*STATED PROBLEM:*
Carry on the forum thread below about static branch prediction in Intel CPUs, starting after its final sentence.

### EXCERPTED PASSAGE

Intel CPUs Instruction Queue provides static branch prediction? - performance

In Volume 3 of the Intel Manuals it contains the description of a hardware event counter:
BACLEAR_FORCE_IQ
Counts number of times a BACLEAR was forced by the Instruction Queue.
The IQ is also responsible for providing conditional branch prediction
direction based on a static scheme and dynamic data provided by the L2
Branch Prediction Unit. If the conditional branch target is not found
in the Target Array and the IQ predicts that the branch is taken, then
the IQ will force the Branch Address Calculator to issue a BACLEAR.
Each BACLEAR asserted by the BAC generates approximately an 8 cycle
bubble in the instruction fetch pipeline.
I always thought the Branch Address Calculator performs the static prediction algorithm (when the Branch Target Buffer contains no branch entry)?
Can anybody confirm which of the above two are correct? I cannot find anything.

If the conditional branch target is not found in the Target Array
How can it not be found? you mask it with a bit mask to find the index into the table and get the next branch target.
Well if you after you read the result check that the call address does not match the tag on the result you have a "not taken" result.
At this point we get to the second part of the statement.
and the IQ predicts that the branch is taken
So branch target says "not taken" and the IQ predicts that it will be taken we have a contradiction.
To solve the contradiction the IQ wins as the branch target is just "if we jump, we jump here", but the IQ predicts if we jump or not based on a lot more logic.
Hence
then the IQ will force the Branch Address Calculator to issue a
BACLEAR. Each BACLEAR asserted by the BAC generates approximately an 8
cycle bubble in the instruction fetch pipeline.
Which is good in a 14-19 stage pipeline. The 8 cycles is if the IQ can read the actual target address from the instruction (combined with PC), if the value needs to be read in a register (that is possible not yet retired) it could take a bit longer.

Yes. Modern Intel processors use at least one static prediction technique and at least one dynamic prediction technique (such as the L2 BPU mentioned in the description of the performance event). Static prediction is discussed in the Intel optimization manual, but it does not clearly say where static prediction happens exactly. However, the description of multiple performance events related to branch prediction, such as BACLEAR_FORCE_IQ, indicate that it is implemented in the IQ unit. I think that this is the place where static branch prediction makes most sense.

######
### RAW RECORDS

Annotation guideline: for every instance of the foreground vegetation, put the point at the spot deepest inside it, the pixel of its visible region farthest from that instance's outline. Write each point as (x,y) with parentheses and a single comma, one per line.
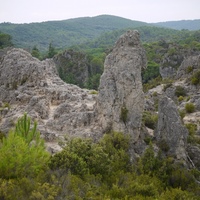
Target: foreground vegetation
(88,170)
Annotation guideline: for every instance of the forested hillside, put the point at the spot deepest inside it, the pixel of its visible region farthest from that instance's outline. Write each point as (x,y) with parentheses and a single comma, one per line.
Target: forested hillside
(179,25)
(64,33)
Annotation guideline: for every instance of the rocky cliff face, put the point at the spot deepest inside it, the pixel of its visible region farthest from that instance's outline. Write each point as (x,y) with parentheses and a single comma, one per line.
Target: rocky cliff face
(29,85)
(170,134)
(120,101)
(33,86)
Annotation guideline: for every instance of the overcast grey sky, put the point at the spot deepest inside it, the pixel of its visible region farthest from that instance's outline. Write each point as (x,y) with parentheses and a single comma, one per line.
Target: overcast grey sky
(26,11)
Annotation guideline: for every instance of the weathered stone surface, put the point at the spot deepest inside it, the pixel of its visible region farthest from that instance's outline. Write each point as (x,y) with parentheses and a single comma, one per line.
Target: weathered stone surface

######

*WRITTEN ANSWER:*
The BPU first guesses where the branch instructions are most likely to be in the (to be) fetched instruction stream bytes (32 bytes per cycle in Haswell, twice the fetch unit width). Then, based, on the virtual instruction address(s) of the instruction(s) that are predicted to be control transfer instruction(s), the BPU consults its buffers (specifically, the "branch target buffer" or the "target array"), to make more predictions regarding the predicted branches (direction and target address). However, in some cases the BPU misses in its buffers or it might mispredict the location(s) of the branch instruction(s) in the instruction stream bytes or there could be more branches than the BPU could handle. Whatever the case is, whatever prediction is makes, they all get passed with the instruction stream bytes to the instruction queue unit. This is the earliest place in the pipeline where it is known where each instruction begins and ends and which of the instructions may transfer control.
The IQ is also responsible for providing conditional branch prediction
direction based on a static scheme and dynamic data provided by the L2
Branch Prediction Unit.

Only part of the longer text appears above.